- Dataset content:
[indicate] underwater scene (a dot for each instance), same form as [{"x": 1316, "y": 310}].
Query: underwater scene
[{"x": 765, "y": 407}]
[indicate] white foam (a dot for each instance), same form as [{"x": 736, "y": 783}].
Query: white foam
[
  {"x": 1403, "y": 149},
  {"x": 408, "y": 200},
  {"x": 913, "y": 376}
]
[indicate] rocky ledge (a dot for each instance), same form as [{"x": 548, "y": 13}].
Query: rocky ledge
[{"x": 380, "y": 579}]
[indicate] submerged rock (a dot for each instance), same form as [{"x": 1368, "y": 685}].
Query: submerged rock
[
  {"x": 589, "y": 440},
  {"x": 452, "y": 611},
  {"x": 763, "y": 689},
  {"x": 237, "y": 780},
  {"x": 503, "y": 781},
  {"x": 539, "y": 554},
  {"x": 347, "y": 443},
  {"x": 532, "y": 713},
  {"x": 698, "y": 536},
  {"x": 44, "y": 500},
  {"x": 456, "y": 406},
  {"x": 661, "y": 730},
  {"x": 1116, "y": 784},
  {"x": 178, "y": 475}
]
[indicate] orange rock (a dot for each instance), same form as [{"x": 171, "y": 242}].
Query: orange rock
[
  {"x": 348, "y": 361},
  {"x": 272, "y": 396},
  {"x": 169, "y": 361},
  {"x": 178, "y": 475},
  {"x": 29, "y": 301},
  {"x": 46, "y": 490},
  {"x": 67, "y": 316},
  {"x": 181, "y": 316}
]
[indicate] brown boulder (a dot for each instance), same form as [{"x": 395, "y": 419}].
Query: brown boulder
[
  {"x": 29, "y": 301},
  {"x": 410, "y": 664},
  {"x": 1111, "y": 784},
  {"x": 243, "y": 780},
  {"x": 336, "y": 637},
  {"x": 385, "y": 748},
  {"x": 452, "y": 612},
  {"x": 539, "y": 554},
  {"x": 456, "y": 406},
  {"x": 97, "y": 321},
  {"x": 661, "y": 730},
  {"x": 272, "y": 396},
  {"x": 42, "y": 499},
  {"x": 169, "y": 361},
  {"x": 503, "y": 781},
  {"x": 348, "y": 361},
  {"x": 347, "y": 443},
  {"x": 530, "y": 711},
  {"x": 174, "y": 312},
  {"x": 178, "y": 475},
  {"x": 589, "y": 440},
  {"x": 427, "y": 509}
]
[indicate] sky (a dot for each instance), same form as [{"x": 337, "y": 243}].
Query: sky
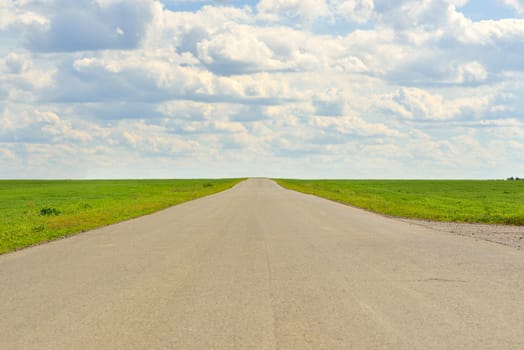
[{"x": 271, "y": 88}]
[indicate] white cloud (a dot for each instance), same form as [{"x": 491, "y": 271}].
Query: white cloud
[
  {"x": 518, "y": 5},
  {"x": 285, "y": 87},
  {"x": 305, "y": 11},
  {"x": 414, "y": 103}
]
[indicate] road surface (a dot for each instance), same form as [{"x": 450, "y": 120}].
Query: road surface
[{"x": 260, "y": 267}]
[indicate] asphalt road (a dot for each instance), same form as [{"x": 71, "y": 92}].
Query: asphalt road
[{"x": 260, "y": 267}]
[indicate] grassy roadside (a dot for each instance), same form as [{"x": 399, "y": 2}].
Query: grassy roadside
[
  {"x": 493, "y": 202},
  {"x": 35, "y": 211}
]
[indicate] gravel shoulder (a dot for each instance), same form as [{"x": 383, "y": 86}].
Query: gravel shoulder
[{"x": 512, "y": 236}]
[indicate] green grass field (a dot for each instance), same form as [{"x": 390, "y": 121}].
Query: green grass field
[
  {"x": 493, "y": 202},
  {"x": 34, "y": 211}
]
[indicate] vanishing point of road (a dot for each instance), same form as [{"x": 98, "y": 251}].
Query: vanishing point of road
[{"x": 260, "y": 267}]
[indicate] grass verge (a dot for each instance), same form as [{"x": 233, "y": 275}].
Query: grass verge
[
  {"x": 35, "y": 211},
  {"x": 489, "y": 201}
]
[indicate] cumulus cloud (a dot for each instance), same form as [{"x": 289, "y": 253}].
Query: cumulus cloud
[
  {"x": 91, "y": 25},
  {"x": 312, "y": 88},
  {"x": 518, "y": 5},
  {"x": 414, "y": 103}
]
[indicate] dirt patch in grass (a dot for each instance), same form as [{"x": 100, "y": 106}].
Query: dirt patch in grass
[{"x": 508, "y": 235}]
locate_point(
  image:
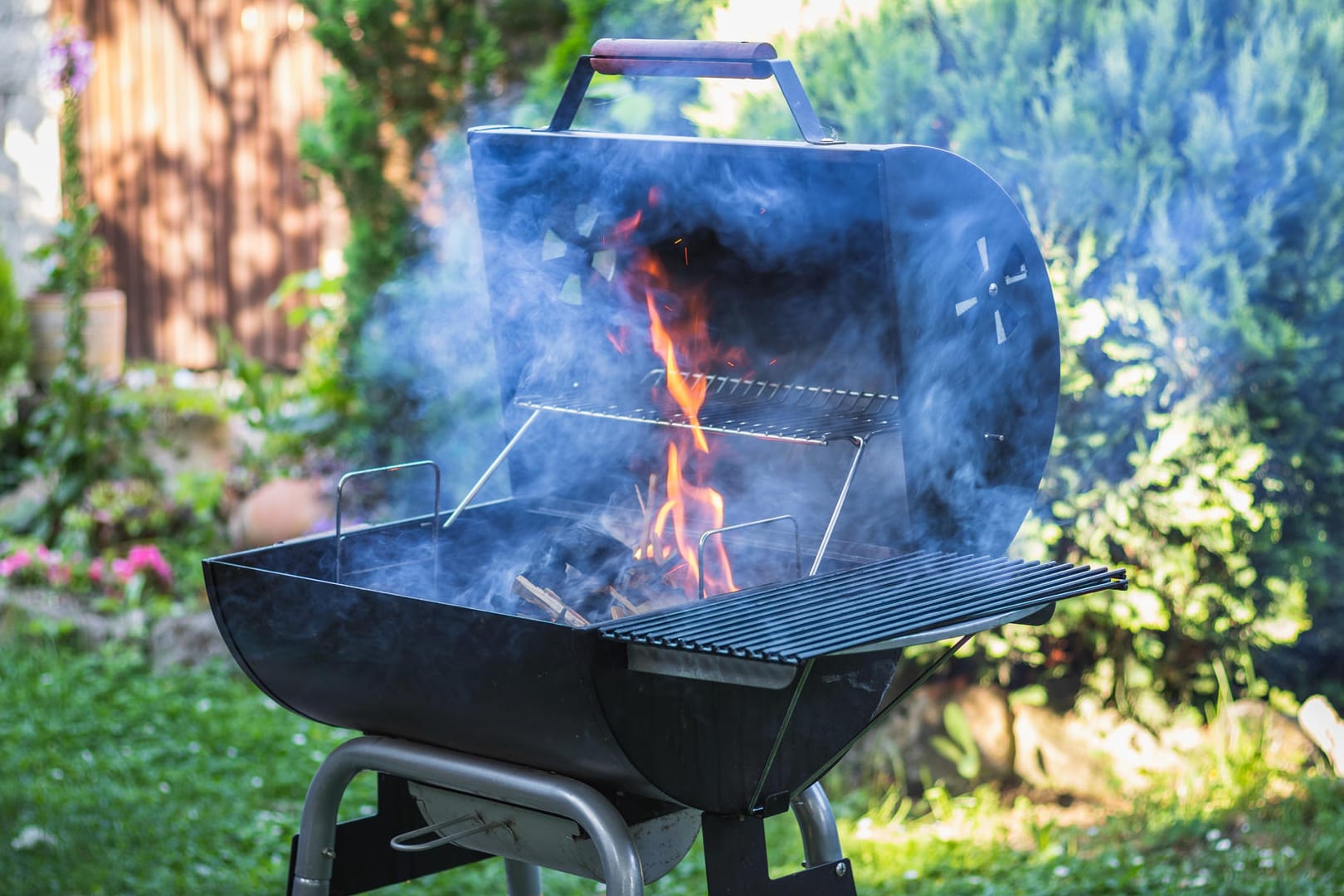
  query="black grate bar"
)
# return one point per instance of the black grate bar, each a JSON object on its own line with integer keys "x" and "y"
{"x": 860, "y": 606}
{"x": 765, "y": 603}
{"x": 949, "y": 598}
{"x": 949, "y": 589}
{"x": 737, "y": 406}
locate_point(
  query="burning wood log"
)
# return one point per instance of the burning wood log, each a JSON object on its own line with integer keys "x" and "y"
{"x": 548, "y": 601}
{"x": 600, "y": 572}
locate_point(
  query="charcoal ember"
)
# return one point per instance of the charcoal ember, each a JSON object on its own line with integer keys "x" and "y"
{"x": 580, "y": 562}
{"x": 645, "y": 581}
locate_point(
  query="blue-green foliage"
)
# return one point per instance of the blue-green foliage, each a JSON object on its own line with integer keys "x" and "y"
{"x": 1181, "y": 163}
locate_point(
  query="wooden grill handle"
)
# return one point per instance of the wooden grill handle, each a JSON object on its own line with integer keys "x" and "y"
{"x": 689, "y": 60}
{"x": 694, "y": 58}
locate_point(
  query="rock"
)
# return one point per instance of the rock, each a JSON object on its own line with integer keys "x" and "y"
{"x": 1322, "y": 726}
{"x": 65, "y": 614}
{"x": 1096, "y": 754}
{"x": 902, "y": 746}
{"x": 186, "y": 641}
{"x": 1276, "y": 737}
{"x": 279, "y": 511}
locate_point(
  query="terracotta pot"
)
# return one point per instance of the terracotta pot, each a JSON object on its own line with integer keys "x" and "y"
{"x": 105, "y": 332}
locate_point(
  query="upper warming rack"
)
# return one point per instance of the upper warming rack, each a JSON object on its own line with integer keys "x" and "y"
{"x": 735, "y": 406}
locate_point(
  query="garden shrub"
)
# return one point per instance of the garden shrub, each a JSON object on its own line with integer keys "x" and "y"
{"x": 1179, "y": 162}
{"x": 15, "y": 351}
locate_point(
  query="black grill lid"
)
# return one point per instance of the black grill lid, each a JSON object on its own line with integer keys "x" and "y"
{"x": 919, "y": 594}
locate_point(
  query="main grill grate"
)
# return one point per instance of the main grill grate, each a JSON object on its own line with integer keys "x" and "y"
{"x": 878, "y": 602}
{"x": 737, "y": 406}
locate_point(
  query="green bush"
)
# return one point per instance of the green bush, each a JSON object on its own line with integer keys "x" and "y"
{"x": 15, "y": 351}
{"x": 1179, "y": 160}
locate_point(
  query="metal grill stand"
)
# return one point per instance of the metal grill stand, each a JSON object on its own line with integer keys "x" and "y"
{"x": 375, "y": 850}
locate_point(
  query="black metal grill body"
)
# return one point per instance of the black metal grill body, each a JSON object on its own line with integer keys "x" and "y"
{"x": 902, "y": 271}
{"x": 383, "y": 652}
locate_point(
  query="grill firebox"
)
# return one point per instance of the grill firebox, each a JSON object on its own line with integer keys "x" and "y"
{"x": 880, "y": 419}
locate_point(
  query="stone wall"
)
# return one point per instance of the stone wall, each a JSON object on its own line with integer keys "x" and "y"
{"x": 30, "y": 167}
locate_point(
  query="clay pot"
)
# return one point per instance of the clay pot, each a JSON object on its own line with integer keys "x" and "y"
{"x": 279, "y": 511}
{"x": 105, "y": 332}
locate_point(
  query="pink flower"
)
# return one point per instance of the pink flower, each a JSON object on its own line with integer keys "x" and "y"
{"x": 147, "y": 557}
{"x": 71, "y": 60}
{"x": 123, "y": 568}
{"x": 17, "y": 561}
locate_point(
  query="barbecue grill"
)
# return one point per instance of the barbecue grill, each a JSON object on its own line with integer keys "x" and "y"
{"x": 879, "y": 403}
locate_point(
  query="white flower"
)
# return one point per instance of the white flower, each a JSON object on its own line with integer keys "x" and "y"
{"x": 32, "y": 835}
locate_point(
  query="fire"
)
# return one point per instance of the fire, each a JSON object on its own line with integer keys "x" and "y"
{"x": 679, "y": 336}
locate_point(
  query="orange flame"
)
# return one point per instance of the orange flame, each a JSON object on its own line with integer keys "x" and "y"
{"x": 679, "y": 334}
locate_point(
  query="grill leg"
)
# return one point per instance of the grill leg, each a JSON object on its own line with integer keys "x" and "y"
{"x": 523, "y": 879}
{"x": 314, "y": 852}
{"x": 817, "y": 825}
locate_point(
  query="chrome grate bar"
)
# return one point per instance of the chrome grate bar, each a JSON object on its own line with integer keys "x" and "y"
{"x": 735, "y": 406}
{"x": 862, "y": 606}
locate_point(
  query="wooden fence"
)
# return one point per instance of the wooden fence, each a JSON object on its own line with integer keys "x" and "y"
{"x": 191, "y": 152}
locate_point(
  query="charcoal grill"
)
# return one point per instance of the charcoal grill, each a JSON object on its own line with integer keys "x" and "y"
{"x": 884, "y": 418}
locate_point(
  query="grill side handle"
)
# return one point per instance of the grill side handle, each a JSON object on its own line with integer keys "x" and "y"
{"x": 689, "y": 60}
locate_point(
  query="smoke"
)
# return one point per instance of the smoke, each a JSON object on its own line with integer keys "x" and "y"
{"x": 841, "y": 268}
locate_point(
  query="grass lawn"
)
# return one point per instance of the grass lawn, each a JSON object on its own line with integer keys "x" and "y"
{"x": 114, "y": 779}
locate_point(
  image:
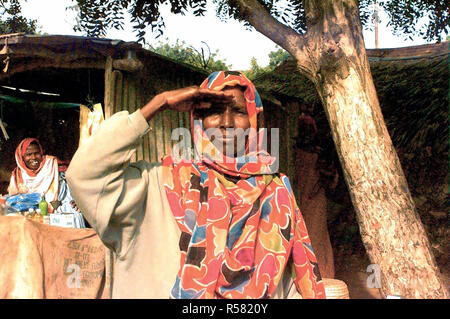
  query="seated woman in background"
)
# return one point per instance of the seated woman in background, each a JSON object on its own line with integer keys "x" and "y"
{"x": 39, "y": 173}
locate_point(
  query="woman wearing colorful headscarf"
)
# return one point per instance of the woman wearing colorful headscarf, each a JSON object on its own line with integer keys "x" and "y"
{"x": 222, "y": 225}
{"x": 39, "y": 173}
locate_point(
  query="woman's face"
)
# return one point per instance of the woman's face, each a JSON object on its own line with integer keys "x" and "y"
{"x": 32, "y": 157}
{"x": 225, "y": 124}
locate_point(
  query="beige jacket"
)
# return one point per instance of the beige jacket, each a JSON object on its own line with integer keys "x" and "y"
{"x": 127, "y": 206}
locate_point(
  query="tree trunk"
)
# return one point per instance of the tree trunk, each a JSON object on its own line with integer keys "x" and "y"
{"x": 332, "y": 55}
{"x": 391, "y": 230}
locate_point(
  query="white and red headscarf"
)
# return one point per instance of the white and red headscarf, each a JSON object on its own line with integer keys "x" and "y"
{"x": 44, "y": 180}
{"x": 237, "y": 238}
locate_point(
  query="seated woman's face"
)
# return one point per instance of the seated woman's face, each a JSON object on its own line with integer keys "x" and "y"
{"x": 224, "y": 118}
{"x": 32, "y": 157}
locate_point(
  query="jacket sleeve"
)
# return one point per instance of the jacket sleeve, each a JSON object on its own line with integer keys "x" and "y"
{"x": 111, "y": 192}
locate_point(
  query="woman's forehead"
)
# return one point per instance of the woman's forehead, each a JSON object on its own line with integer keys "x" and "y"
{"x": 32, "y": 148}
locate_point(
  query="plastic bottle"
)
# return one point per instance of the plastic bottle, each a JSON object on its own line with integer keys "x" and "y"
{"x": 43, "y": 206}
{"x": 38, "y": 215}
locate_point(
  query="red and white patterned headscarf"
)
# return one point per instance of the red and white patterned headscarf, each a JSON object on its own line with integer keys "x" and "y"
{"x": 237, "y": 238}
{"x": 44, "y": 180}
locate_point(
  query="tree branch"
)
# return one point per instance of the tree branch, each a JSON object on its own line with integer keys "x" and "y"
{"x": 290, "y": 40}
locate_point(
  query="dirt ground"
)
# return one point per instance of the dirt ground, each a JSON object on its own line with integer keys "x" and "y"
{"x": 354, "y": 274}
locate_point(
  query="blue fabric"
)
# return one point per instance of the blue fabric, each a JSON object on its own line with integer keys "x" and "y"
{"x": 22, "y": 202}
{"x": 65, "y": 197}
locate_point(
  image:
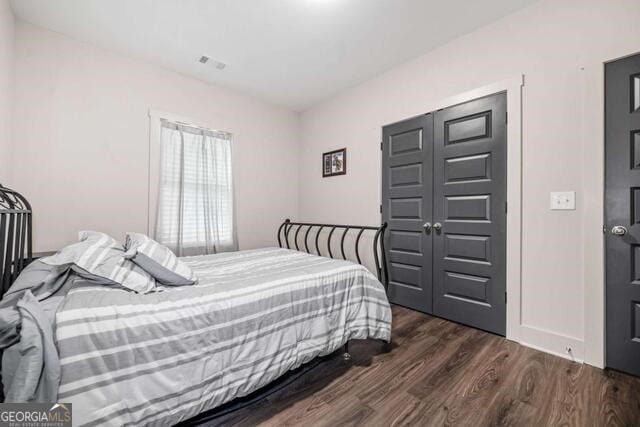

- What is expected:
Show every line of the listing above that contains the string "flame", treating uppercase and lowercase letters as different.

- Full solution:
  query="orange flame"
# return one point per instance of the orange flame, each a JSON object on its own line with integer keys "x" and "y"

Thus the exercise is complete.